Directions –
a) In the hair-dyeing account, swap "compromise" for "agreement" and give the passage again, starting at "There was never" and ending at "a good idea.".
b) Rescale the keypoint coordinates in the answers of the records, starting at the line that contains "Annotation guideline. For every instance of the dry" and ending at the line that contains "[(778, 626), (640, 644)]". Multiply each coordinate by 1.35 and round to whole numbers, with halves rounded up. Reproduce only those lines in full, including the requests.

Document excerpt –

There was never any particular reason that I had to dye my hair. It had always been a spontaneous decision. If I felt like dying my hair, then I would dye it, simple as that. When I made the decision to dye my hair for the first time, my mom was very reluctant, saying that the chemicals in the hair dye would damage it permanently. We reached a compromise, and she decided that she would dye it for me at home, and it was just...not a good idea.
My mom picked out the brown color she thought I would like, and on the box, it was a subtle shade of brown - just barely noticeable. My mom slapped the dye towards the ends of my hair and refused to touch my roots. Because it was my first time dying my hair, I didn't know what to expect. I had foolishly believed that I would get the color that was depicted on the box. After an hour (I think), I washed the dye out of my hair and noticed absolutely no difference. My mom tried to convince me that it was a lighter tone in the light. She even shined a flashlight on where she put the dye to prove her point. Nonetheless, I was disappointed, and I wanted to get it redone right away.

Given entries –
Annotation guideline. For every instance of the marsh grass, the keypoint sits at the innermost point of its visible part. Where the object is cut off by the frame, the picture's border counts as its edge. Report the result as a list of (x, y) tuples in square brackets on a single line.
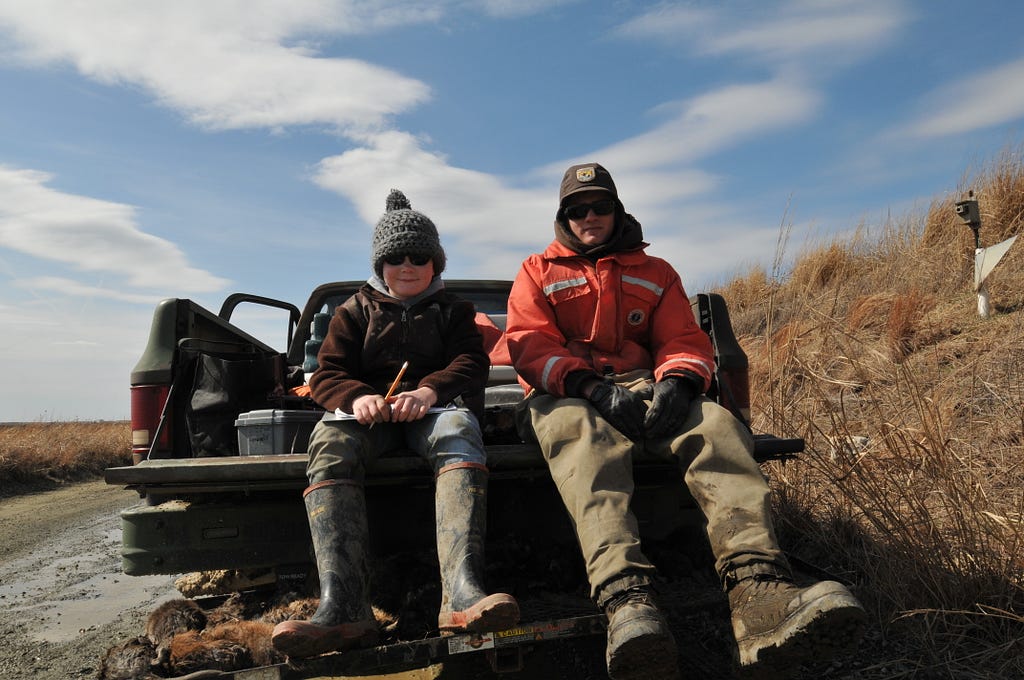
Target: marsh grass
[(912, 410), (44, 454)]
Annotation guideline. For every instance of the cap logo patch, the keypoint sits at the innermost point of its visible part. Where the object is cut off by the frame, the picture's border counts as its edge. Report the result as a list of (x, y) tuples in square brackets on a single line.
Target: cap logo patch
[(586, 174)]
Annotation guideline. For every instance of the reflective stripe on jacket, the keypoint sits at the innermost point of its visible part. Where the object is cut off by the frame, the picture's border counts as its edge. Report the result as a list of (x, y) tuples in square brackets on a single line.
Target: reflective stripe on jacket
[(626, 311)]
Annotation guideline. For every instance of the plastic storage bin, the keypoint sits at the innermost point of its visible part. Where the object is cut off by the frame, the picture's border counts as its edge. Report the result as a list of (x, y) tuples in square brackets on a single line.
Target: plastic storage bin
[(275, 431)]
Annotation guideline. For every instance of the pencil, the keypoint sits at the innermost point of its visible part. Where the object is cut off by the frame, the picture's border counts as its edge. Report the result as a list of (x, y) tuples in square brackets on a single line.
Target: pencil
[(394, 385), (397, 380)]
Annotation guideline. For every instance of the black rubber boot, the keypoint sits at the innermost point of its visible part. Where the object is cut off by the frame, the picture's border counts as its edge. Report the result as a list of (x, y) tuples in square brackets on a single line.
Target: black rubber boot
[(461, 506), (344, 620), (640, 644), (778, 626)]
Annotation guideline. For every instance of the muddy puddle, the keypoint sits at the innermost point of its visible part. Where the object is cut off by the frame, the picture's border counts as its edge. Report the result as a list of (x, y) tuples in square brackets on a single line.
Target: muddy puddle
[(62, 593)]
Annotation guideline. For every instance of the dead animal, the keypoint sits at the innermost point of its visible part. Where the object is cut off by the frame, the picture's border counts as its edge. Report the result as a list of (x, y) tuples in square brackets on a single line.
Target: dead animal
[(168, 620), (128, 661), (230, 646)]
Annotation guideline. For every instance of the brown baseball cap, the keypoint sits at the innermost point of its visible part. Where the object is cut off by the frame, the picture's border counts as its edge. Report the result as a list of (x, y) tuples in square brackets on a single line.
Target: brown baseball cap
[(586, 177)]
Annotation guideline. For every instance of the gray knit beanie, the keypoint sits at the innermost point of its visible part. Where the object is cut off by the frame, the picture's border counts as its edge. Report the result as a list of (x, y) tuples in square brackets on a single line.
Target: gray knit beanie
[(402, 230)]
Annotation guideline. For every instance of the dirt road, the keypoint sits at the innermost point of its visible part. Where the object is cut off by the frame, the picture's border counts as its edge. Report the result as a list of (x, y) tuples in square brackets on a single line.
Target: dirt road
[(64, 599)]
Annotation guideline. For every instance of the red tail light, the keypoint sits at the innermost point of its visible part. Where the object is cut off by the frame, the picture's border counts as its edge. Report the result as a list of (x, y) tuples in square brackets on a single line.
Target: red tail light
[(146, 406)]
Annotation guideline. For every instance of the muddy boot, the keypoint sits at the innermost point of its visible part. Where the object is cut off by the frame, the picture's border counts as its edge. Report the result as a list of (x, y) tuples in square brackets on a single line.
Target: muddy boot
[(338, 523), (778, 626), (462, 513), (640, 644)]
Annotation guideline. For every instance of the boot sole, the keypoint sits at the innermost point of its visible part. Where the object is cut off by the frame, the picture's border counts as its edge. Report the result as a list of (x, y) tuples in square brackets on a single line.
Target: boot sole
[(650, 654), (495, 612), (825, 627), (303, 640)]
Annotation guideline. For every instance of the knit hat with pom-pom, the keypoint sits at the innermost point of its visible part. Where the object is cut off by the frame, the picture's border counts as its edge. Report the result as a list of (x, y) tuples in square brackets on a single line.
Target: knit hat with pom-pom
[(402, 230)]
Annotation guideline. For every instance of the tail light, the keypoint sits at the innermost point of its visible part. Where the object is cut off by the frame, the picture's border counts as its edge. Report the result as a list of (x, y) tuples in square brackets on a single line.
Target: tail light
[(146, 410)]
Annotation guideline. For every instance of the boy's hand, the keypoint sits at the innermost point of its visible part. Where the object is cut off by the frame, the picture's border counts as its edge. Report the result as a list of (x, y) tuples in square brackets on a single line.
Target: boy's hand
[(407, 407), (371, 409)]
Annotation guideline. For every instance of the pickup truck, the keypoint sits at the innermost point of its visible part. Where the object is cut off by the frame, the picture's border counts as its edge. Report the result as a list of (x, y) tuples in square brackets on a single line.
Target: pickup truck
[(219, 435)]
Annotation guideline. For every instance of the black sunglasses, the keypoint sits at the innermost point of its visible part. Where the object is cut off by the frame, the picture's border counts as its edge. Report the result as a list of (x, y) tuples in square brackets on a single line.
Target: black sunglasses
[(418, 260), (602, 207)]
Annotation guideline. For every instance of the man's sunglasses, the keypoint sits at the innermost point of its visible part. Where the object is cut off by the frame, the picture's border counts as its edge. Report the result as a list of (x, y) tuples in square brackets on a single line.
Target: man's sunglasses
[(580, 210), (417, 260)]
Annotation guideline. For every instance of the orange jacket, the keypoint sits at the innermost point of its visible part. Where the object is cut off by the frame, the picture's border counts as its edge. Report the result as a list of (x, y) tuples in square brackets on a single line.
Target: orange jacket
[(626, 311)]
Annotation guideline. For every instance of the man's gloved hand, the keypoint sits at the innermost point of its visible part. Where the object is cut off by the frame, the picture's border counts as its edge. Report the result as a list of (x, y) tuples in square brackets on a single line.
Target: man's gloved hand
[(669, 407), (623, 409)]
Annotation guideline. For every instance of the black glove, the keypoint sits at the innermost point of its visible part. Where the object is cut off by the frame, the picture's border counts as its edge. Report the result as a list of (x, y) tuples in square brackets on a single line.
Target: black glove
[(669, 407), (623, 409)]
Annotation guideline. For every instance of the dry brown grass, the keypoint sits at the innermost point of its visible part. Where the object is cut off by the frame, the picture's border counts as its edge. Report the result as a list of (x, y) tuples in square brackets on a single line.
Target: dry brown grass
[(46, 453), (912, 409)]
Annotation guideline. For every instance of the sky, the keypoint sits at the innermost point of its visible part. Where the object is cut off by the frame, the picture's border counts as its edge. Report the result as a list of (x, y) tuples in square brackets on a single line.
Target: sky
[(200, 147)]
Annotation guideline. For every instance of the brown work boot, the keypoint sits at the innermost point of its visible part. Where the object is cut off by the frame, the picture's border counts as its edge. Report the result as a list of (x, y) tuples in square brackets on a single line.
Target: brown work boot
[(778, 626), (640, 644)]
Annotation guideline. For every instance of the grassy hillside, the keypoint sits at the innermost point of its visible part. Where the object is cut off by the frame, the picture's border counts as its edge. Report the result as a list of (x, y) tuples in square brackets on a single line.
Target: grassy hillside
[(912, 408)]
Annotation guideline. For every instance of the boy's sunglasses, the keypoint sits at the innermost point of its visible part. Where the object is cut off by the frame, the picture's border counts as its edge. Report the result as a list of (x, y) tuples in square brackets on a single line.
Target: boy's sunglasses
[(417, 260), (602, 207)]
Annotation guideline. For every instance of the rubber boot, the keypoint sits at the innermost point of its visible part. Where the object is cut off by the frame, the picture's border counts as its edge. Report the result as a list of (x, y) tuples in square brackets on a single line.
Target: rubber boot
[(778, 626), (461, 506), (640, 644), (343, 620)]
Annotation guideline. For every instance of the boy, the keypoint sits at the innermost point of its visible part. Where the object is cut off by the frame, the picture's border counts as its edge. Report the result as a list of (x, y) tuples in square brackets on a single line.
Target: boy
[(402, 313)]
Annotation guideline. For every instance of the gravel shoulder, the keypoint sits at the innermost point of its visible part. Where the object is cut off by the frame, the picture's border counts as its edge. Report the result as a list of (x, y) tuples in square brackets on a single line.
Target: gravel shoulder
[(64, 600)]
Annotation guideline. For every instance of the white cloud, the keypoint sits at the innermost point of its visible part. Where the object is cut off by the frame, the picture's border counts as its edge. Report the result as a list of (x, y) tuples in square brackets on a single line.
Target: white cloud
[(774, 32), (465, 204), (89, 234), (65, 286), (225, 65), (975, 102)]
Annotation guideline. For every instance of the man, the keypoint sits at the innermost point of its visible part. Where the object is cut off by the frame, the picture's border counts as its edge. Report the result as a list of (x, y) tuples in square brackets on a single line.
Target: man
[(614, 364)]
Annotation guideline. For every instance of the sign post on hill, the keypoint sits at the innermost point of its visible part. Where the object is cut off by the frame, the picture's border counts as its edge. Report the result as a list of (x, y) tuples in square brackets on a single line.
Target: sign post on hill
[(985, 259)]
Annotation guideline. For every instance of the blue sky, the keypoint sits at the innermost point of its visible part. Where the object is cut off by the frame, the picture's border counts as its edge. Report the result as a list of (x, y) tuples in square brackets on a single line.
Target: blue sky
[(199, 147)]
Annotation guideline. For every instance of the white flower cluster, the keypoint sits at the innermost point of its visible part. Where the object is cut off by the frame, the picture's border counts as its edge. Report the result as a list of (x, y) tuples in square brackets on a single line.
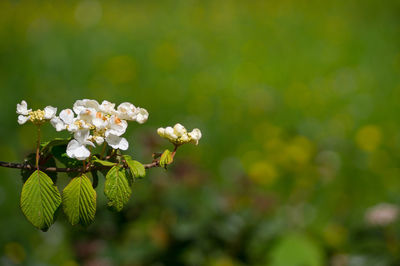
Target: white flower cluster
[(103, 121), (382, 214), (90, 122), (36, 117), (179, 135)]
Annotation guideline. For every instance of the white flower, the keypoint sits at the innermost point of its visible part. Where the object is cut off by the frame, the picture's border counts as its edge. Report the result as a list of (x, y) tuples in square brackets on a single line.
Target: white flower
[(142, 115), (99, 140), (107, 108), (80, 105), (49, 112), (67, 116), (382, 214), (179, 135), (64, 121), (87, 115), (22, 119), (117, 126), (100, 121), (22, 108), (23, 111), (77, 147), (170, 133), (161, 132), (117, 142), (127, 111), (58, 124), (179, 130), (195, 136)]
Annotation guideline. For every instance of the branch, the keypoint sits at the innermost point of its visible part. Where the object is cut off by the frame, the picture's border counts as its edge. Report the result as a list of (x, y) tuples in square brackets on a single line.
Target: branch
[(66, 170)]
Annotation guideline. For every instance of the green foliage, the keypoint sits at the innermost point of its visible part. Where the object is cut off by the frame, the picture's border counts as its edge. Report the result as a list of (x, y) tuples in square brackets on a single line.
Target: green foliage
[(45, 161), (59, 152), (136, 168), (97, 161), (46, 146), (79, 201), (295, 249), (40, 200), (166, 158), (117, 188)]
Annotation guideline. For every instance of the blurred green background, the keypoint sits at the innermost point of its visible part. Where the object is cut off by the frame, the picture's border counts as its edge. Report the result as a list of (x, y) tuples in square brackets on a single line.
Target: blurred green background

Task-by-task answers –
a)
There was never any particular reason that I had to dye my hair. It had always been a spontaneous decision. If I felt like dying my hair, then I would dye it, simple as that. When I made the decision to dye my hair for the first time, my mom was very reluctant, saying that the chemicals in the hair dye would damage it permanently. We reached a agreement, and she decided that she would dye it for me at home, and it was just...not a good idea.

b)
Annotation guideline. For every instance of the dry brown grass, the keypoint sits at the innermost point of its visible part. Where the object is cut off by the frame, the picture's border counts as its edge. Report the result as a list of (x, y) tuples in square brackets on a single line.
Target: dry brown grass
[(62, 612), (1231, 552)]
Annotation guideline. For every instance of the sky, the keypoint sits at the innermost point of its visible part. Where the object is cut off by the frame, the picture's border counts as its edge. Report the result as a list of (x, y) tuples in square brackets on a single line.
Target: sky
[(270, 198)]
Annotation guideline. For every instance of the brown work boot, the keypoint sits at the innermost point of its visible part. Where the object is cut off by the frame, the picture's border counts as its edge. Report the result as a list of (x, y) tuples in square brackets on a single line.
Target: brown work boot
[(1050, 845), (864, 869)]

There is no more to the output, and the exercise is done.